Excerto fornecido:
------------------------------------------------------------------------
Perder a fé. Rasgá-la em pequenos sentidos da existência. Dispensar a imortalidade. Calar a metafísica. Falar apenas com gestos de silêncio. É preciso sorrir. Perceber a mística gasosa do dia. Amassá-lo numa masseira de calmos exercícios budistas. Diz-me o instinto que a luz se reflete no tempo. Que o tempo é uma forma de sentir a insistente revolta do corpo. Anseio por uma luz asséptica. Limpa de fés e de filosofias. Uma luz descuidada. Fechada num corropio de sentimentos. Maravilhada. Às vezes vejo o meu corpo encostado a uma vida. Outras a um escombro. Outras ainda a equilibrar-se numa remota tese arruinada de mim próprio.

 

Seja como for. Quero incomodar as pessoas. Beijar o asfalto. Realizar tudo o que seja proibido. Agitar..agitar...agitar...esse xarope de vida débil e tediosa. Ter ideias. Confessar os meus pecados aos cães. Já me passou pela cabeça vestir um fato feito com flores. Sair para a rua. E lentamente...despir-me. Oferecer o meu fato aos passantes. Flor a flor...despir-me das flores. Despedir-me das flores. Com gestos de quem não está ali. Era uma forma original de dizer que a vida vale a pena.

 

E a existência? Essa linguagem de xadrez anestesiado. Essa fantochada. Esse recôndito catálogo dos dias. Olhamos a rua e vemos a ausência de alguém. E sabemos que há coisas que são de todos. A noite, por exemplo,ou o assobio do vento. E tudo a escapar-se pelas rugas de um poema.
------------------------------------------------------------------------
Conteúdo dos registos:

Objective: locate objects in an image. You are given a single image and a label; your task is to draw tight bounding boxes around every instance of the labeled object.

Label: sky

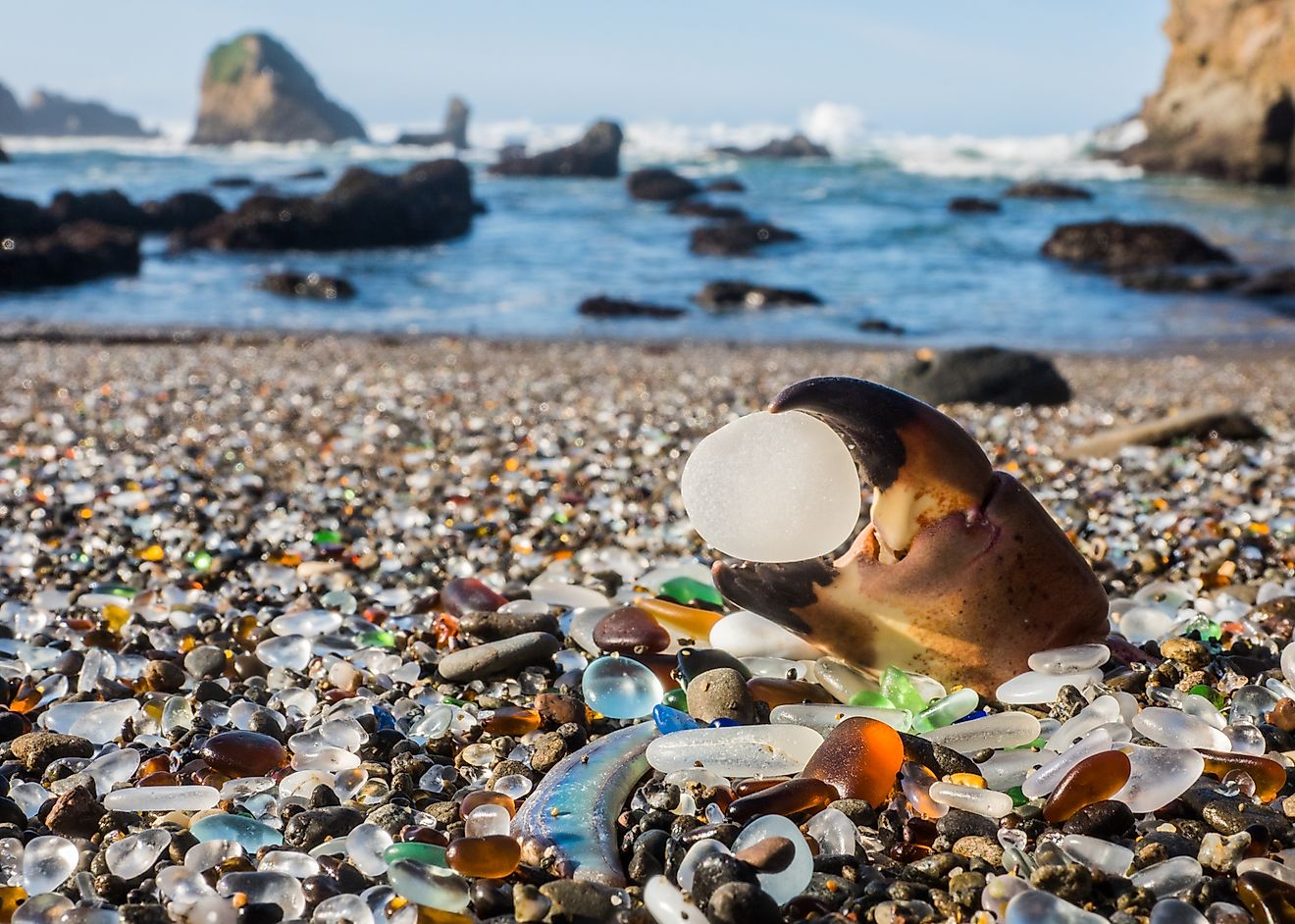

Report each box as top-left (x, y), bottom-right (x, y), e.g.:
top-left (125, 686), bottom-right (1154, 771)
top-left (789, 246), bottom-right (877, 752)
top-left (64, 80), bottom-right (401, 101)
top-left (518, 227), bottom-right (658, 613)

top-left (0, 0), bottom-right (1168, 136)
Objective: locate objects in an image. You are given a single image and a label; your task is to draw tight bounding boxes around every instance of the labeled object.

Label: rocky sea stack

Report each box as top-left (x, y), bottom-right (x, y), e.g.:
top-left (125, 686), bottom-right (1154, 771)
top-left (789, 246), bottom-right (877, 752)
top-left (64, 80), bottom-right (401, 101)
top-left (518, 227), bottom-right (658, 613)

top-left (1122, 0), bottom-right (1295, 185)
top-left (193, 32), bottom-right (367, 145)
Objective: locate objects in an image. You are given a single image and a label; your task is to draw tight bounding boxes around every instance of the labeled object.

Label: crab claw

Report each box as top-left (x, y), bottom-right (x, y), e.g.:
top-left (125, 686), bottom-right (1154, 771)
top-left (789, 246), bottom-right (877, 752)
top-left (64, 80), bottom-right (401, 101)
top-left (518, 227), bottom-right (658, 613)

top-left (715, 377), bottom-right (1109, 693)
------------------------------------------------------------------------
Conjunto de tarefas:
1 > Responda a cada pergunta sobre o excerto com base no que ele afirma:
(a) A quem se pretende confessar os pecados?
(b) Que tipo de luz é desejada?
(c) Que dois exemplos são dados de coisas que são de todos?
2 > Formate como tabela Markdown, com as colunas "Nº" e "Linha", os registos desde a primeira linha até à linha com "top-left (0, 0), bottom-right (1168, 136)", inclusive. Deixe de fora as linhas em branco e as imagens.
O excerto e os registos não têm qualquer relação entre si.

Respostas às tarefas:
1 >
(a) Aos cães.
(b) Uma luz asséptica.
(c) A noite e o assobio do vento.

2 >
| Nº | Linha |
|---|---|
| 1 | Objective: locate objects in an image. You are given a single image and a label; your task is to draw tight bounding boxes around every instance of the labeled object. |
| 2 | Label: sky |
| 3 | Report each box as top-left (x, y), bottom-right (x, y), e.g.: |
| 4 | top-left (125, 686), bottom-right (1154, 771) |
| 5 | top-left (789, 246), bottom-right (877, 752) |
| 6 | top-left (64, 80), bottom-right (401, 101) |
| 7 | top-left (518, 227), bottom-right (658, 613) |
| 8 | top-left (0, 0), bottom-right (1168, 136) |